Work to complete:
The line bearing "Target: gray lizard", together with all lines after it to the end of the material, should be repeated exactly; leave out everything else.

Extracted entries:
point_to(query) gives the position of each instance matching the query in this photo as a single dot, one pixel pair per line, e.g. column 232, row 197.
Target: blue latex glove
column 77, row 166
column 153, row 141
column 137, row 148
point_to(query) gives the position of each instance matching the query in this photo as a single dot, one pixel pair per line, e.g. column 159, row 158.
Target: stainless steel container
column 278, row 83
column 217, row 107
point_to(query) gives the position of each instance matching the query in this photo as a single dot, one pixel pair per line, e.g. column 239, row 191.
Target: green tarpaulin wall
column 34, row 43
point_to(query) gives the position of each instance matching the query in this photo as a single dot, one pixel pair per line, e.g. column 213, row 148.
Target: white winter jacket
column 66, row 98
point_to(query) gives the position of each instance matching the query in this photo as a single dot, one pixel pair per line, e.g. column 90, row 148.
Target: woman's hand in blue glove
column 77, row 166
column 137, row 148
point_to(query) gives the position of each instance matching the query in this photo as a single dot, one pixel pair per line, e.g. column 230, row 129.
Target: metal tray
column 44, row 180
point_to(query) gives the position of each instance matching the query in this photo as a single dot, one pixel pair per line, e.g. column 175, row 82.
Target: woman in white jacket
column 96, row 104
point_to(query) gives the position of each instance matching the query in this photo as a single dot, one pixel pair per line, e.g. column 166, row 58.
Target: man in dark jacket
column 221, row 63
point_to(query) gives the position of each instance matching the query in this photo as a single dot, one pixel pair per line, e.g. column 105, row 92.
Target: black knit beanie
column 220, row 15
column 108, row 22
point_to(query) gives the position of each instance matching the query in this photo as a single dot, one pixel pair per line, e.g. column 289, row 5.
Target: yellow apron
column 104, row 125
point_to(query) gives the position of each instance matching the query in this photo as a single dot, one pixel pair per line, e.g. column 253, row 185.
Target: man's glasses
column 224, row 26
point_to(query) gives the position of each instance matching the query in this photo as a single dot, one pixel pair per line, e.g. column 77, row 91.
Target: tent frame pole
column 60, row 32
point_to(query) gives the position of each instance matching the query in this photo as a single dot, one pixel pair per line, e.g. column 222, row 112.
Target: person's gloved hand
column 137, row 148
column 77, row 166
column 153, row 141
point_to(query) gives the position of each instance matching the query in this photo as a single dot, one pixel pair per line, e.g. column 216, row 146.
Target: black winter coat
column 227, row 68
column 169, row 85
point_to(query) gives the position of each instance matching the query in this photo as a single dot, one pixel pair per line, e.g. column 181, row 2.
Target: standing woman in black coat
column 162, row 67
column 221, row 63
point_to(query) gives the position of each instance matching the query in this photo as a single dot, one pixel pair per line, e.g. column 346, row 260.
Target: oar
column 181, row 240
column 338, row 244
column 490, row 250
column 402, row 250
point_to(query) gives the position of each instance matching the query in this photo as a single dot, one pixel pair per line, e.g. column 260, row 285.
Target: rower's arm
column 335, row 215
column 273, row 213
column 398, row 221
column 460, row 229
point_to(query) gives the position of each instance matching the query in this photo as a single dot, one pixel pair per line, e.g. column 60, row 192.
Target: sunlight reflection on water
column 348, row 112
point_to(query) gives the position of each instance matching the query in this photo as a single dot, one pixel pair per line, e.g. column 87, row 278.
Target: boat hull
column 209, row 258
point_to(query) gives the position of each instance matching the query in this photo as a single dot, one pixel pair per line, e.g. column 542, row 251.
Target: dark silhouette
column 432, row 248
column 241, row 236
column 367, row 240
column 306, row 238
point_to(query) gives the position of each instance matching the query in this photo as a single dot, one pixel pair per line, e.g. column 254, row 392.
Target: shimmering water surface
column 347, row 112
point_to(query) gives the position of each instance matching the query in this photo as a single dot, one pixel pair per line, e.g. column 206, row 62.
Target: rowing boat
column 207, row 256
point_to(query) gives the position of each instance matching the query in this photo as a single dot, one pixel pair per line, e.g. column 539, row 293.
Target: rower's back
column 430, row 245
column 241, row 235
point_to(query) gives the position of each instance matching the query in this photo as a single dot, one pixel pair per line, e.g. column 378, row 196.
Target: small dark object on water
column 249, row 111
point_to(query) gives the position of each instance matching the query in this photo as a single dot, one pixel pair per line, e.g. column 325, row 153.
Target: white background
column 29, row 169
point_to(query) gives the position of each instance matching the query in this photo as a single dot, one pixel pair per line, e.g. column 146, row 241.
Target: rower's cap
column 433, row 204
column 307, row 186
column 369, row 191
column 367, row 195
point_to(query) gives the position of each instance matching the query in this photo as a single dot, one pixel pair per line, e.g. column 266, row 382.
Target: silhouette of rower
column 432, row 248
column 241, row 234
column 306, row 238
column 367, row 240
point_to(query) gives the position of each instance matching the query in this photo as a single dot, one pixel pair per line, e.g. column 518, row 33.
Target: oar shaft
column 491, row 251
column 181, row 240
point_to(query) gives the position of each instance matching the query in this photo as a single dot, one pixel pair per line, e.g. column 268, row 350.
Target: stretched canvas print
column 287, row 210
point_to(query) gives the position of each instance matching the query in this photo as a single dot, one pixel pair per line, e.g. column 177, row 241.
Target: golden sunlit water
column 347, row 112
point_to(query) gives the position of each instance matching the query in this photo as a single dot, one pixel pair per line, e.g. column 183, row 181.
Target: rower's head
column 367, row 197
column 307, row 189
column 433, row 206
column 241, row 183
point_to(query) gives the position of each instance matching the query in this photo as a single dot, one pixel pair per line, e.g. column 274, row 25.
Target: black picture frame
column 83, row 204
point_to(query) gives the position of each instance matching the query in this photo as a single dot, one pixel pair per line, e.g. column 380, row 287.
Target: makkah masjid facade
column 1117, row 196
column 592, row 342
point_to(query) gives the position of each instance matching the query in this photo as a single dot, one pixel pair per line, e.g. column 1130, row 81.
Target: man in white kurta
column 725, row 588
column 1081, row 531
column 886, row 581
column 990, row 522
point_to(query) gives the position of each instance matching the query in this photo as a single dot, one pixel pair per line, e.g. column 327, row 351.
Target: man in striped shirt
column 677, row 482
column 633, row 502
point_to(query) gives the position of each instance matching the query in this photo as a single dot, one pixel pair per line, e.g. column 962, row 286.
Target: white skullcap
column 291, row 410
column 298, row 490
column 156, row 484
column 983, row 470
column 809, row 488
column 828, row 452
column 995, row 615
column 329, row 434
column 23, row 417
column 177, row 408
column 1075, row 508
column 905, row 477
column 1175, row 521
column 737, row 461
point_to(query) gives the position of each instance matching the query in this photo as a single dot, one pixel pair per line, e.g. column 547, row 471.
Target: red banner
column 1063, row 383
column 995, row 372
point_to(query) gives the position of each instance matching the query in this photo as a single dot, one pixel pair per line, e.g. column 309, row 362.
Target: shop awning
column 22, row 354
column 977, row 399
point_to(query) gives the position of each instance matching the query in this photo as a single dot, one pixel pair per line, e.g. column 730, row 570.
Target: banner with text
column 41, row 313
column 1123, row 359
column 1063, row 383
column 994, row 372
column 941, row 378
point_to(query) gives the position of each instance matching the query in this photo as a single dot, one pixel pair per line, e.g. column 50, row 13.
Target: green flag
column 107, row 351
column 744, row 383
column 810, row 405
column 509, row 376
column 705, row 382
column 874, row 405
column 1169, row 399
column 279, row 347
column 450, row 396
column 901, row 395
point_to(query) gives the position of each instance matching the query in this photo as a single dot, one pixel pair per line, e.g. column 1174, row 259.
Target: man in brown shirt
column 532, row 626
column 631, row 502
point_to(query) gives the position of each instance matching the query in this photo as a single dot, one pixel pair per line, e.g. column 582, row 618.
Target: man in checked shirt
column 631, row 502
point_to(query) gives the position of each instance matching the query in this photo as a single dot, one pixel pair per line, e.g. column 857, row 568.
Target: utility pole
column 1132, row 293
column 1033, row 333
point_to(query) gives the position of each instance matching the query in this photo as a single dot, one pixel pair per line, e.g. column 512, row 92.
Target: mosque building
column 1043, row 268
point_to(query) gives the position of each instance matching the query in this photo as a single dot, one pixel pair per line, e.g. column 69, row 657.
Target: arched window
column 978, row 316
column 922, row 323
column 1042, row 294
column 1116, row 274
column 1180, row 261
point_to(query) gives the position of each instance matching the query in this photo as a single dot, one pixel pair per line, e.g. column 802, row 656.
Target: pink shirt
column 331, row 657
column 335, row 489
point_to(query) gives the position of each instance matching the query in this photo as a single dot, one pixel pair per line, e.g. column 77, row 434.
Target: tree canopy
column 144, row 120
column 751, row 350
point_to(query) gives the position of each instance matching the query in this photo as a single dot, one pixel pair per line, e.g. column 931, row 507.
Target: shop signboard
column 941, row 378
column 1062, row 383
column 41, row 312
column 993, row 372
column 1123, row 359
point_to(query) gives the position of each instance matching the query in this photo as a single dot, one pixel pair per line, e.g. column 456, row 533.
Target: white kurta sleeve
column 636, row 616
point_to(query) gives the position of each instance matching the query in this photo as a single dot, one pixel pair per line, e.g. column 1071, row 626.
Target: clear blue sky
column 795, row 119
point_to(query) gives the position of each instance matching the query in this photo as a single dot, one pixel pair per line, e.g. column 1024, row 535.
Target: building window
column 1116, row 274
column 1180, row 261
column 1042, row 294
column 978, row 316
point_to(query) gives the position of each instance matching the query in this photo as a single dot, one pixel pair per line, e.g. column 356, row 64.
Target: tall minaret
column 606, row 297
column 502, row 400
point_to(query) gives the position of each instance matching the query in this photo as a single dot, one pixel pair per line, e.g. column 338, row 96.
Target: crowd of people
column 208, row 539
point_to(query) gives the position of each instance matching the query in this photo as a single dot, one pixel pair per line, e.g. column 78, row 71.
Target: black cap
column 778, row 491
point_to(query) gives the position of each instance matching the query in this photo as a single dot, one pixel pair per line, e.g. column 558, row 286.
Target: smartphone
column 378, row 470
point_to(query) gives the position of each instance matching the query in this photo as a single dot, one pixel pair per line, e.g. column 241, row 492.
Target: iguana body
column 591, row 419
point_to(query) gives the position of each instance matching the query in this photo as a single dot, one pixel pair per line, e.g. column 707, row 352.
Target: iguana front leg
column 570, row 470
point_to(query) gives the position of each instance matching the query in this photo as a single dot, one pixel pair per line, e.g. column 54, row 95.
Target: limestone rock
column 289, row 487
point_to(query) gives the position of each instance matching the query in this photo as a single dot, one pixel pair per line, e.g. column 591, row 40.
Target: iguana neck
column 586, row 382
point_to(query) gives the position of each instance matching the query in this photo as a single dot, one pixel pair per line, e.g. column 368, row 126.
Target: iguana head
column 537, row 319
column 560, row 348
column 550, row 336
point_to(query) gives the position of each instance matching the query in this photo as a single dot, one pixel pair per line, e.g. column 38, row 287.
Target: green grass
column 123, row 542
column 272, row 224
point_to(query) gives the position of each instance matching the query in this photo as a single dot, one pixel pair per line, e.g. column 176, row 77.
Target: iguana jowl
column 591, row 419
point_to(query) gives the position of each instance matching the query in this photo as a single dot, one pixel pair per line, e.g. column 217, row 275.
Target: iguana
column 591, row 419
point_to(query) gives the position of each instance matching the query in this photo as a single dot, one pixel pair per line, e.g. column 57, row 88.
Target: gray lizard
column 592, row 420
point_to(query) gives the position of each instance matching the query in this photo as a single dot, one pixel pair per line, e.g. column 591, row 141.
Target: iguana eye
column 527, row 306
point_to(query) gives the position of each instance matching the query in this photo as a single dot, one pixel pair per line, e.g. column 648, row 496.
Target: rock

Exercise output:
Target: gray lizard
column 592, row 420
point_to(query) gives the position of each instance matching the query in this photo as a single dot, one pixel pair per line, e.g. column 591, row 141.
Target: iguana eye
column 527, row 306
point_to(query) gives the position of each instance matching the query in this photo as a single dot, one pixel pair per line, e.g. column 648, row 496.
Target: rock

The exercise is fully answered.